Study text Block Start
Wisconsin Center to act as hub for essential workers to receive COVID-19 vaccine

NOW: Wisconsin Center to act as hub for essential workers to receive COVID-19 vaccine

MILWAUKEE (CBS 58) -- Workers in the city of Milwaukee will be trained Monday, Jan. 11, to give the COVID-19 vaccine. Shots will be given at the Wisconsin Center beginning Tuesday, Jan. 12. 

City officials say the Wisconsin Center will act as a vaccine hub for giving employees the Pfizer vaccine.

A total of 120 city employees were vaccinated last week. Nine-hundred more people in Phase 1A will be vaccinated this week. People to receive the vaccine include firefighters and city health workers. 

Shots are being given from stations set up inside the Wisconsin Center. 

"The real purpose here of using the Wisconsin Center is that we are going to see dramatic increases in the number of dosages that we receive," said Milwaukee Mayor Tom Barrett.
Study text Block End
Source information Block Start
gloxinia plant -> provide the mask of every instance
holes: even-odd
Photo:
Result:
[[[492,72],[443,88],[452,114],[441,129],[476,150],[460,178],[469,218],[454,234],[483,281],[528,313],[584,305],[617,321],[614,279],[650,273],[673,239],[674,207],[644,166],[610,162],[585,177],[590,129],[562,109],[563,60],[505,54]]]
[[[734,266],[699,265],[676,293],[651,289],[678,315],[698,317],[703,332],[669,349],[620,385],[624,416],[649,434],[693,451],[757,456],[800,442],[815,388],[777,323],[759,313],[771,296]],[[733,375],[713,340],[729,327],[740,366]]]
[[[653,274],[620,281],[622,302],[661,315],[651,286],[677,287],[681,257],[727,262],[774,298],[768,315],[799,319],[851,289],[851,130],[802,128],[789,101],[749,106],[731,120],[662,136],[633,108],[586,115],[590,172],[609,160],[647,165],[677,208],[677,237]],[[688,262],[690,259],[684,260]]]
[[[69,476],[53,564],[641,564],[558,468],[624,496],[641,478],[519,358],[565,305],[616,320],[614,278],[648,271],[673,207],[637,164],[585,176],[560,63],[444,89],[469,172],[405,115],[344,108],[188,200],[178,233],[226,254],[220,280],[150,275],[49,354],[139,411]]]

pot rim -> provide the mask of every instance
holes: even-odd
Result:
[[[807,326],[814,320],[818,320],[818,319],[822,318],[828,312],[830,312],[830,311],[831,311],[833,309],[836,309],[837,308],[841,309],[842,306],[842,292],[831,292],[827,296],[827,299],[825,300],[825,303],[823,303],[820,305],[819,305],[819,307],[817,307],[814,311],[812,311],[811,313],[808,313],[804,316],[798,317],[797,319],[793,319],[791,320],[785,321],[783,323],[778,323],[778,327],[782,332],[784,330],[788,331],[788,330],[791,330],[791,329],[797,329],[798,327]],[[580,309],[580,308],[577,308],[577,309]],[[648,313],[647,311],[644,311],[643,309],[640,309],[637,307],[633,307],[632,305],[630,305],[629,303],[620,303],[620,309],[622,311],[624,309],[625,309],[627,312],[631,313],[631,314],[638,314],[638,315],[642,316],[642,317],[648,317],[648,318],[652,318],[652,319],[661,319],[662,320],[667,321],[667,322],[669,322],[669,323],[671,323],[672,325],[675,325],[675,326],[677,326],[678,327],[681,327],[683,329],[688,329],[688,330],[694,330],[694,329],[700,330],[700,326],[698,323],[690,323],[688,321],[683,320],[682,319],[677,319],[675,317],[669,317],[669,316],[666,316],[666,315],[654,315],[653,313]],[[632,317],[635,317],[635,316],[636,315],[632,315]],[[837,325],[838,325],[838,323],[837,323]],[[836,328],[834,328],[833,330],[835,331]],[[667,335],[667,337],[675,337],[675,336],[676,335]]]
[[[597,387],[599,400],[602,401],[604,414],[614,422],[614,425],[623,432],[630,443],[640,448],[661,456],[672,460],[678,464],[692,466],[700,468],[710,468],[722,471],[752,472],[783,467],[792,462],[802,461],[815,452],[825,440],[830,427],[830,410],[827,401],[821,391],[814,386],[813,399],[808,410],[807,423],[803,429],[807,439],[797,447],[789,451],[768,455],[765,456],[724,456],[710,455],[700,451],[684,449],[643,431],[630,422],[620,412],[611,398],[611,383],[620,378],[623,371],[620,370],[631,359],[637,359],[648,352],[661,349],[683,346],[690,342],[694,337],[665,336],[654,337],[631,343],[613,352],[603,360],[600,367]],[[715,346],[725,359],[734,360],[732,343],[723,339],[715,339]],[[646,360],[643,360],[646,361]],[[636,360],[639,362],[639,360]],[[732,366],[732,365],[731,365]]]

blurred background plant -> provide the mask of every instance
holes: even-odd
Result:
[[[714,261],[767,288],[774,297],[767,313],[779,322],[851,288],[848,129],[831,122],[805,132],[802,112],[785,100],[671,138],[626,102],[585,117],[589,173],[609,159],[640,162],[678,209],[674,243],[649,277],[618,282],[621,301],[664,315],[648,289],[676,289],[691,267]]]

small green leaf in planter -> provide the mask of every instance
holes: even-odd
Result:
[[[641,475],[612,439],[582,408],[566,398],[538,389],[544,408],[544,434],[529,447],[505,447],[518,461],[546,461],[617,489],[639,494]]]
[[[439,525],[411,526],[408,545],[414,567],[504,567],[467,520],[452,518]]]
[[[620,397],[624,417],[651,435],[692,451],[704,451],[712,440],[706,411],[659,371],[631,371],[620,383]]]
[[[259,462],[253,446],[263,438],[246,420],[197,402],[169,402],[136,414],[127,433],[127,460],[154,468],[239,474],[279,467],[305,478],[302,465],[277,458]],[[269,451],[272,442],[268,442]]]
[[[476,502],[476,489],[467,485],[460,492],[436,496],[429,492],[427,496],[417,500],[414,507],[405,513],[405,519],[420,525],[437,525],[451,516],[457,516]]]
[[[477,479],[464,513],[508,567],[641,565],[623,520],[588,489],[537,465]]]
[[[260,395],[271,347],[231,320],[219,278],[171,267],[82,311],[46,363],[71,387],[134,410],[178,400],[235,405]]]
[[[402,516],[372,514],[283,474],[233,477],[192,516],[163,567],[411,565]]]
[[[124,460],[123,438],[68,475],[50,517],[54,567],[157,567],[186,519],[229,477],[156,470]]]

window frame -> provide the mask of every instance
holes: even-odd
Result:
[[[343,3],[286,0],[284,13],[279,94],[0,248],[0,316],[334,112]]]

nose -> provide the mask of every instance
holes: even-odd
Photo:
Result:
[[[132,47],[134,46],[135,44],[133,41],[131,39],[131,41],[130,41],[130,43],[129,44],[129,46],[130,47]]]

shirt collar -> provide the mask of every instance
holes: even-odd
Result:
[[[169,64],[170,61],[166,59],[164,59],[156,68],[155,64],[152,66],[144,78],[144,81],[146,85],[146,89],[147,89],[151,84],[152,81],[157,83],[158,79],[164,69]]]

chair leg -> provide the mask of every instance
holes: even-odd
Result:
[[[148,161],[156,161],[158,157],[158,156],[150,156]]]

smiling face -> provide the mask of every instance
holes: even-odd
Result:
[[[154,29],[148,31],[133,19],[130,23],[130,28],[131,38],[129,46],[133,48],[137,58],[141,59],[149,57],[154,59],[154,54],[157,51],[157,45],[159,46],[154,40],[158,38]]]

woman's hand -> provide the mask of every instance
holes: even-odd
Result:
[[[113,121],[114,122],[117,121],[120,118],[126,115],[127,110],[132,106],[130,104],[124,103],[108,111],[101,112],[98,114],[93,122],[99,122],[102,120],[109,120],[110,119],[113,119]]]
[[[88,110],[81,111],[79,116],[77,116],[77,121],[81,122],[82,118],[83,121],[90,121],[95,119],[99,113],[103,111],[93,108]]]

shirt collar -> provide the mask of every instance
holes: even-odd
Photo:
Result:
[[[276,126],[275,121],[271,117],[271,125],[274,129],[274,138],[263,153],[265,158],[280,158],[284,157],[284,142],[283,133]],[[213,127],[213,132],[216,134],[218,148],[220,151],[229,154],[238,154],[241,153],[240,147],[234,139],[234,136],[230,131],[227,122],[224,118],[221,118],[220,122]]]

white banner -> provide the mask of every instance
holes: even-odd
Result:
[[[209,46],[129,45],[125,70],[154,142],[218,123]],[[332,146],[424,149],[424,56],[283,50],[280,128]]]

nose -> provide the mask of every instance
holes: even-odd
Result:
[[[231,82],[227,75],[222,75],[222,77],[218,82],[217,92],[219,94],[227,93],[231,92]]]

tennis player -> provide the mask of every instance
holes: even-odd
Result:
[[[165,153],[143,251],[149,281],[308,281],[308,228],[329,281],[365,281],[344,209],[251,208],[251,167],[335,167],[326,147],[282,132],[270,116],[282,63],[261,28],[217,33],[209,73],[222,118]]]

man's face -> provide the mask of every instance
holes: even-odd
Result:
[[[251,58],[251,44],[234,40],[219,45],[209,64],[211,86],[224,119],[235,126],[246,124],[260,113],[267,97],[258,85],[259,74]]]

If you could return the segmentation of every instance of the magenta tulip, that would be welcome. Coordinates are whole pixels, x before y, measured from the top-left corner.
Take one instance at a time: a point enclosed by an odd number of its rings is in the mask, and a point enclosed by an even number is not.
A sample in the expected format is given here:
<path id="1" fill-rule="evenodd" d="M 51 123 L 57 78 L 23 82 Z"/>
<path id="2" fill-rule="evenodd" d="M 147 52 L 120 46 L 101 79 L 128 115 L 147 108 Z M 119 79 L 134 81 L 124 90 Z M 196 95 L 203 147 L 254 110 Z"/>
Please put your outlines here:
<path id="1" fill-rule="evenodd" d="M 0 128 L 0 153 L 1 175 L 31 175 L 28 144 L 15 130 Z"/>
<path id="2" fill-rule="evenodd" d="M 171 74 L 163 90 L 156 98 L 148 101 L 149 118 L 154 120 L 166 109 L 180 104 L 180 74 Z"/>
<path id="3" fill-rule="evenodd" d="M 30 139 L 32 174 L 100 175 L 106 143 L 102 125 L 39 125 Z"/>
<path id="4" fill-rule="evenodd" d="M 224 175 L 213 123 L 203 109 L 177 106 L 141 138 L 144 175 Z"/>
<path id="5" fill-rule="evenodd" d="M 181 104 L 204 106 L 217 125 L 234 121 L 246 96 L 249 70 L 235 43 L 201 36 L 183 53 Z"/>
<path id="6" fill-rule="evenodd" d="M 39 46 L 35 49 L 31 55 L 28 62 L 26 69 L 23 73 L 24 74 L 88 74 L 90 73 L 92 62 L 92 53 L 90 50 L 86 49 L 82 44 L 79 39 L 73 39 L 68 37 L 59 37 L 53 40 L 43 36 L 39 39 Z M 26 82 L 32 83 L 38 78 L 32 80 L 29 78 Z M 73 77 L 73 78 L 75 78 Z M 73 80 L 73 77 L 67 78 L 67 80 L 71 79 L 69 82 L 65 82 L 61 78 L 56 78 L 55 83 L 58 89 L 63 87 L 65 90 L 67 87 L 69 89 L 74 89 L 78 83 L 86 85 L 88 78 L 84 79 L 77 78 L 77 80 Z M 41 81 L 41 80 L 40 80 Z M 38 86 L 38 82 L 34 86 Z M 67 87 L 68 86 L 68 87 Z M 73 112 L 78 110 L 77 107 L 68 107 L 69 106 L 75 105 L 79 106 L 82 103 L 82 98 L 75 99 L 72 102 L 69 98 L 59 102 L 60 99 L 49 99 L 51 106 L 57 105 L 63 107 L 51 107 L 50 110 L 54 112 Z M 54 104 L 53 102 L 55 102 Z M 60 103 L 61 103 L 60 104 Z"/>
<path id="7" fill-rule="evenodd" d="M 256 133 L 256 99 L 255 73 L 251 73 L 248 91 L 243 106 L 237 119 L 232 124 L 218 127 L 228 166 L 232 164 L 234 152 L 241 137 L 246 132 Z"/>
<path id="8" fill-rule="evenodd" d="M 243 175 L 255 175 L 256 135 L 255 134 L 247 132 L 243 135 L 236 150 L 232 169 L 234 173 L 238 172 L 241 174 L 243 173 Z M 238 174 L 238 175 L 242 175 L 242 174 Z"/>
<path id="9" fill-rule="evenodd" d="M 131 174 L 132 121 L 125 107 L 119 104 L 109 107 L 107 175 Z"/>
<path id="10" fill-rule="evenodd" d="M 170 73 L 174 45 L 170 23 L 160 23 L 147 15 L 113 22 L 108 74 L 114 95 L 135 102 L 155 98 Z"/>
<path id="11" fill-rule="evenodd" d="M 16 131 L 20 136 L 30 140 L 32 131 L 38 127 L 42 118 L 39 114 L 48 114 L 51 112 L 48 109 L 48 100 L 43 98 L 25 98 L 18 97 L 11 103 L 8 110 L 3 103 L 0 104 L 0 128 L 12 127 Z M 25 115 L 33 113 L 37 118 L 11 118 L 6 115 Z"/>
Source information Block End
Problems and tasks:
**A)** Return, word for word, the passage of the vaccine hub article that opens with the words "MILWAUKEE (CBS 58)" and closes with "city health workers.".
**B)** In the vaccine hub article, list every proper name of a place, news outlet, or company, in the order each first appears.

Answers by item number:
**A)**
MILWAUKEE (CBS 58) -- Workers in the city of Milwaukee will be trained Monday, Jan. 11, to give the COVID-19 vaccine. Shots will be given at the Wisconsin Center beginning Tuesday, Jan. 12. 

City officials say the Wisconsin Center will act as a vaccine hub for giving employees the Pfizer vaccine.

A total of 120 city employees were vaccinated last week. Nine-hundred more people in Phase 1A will be vaccinated this week. People to receive the vaccine include firefighters and city health workers.

**B)**
Wisconsin Center
Milwaukee
CBS 58
Pfizer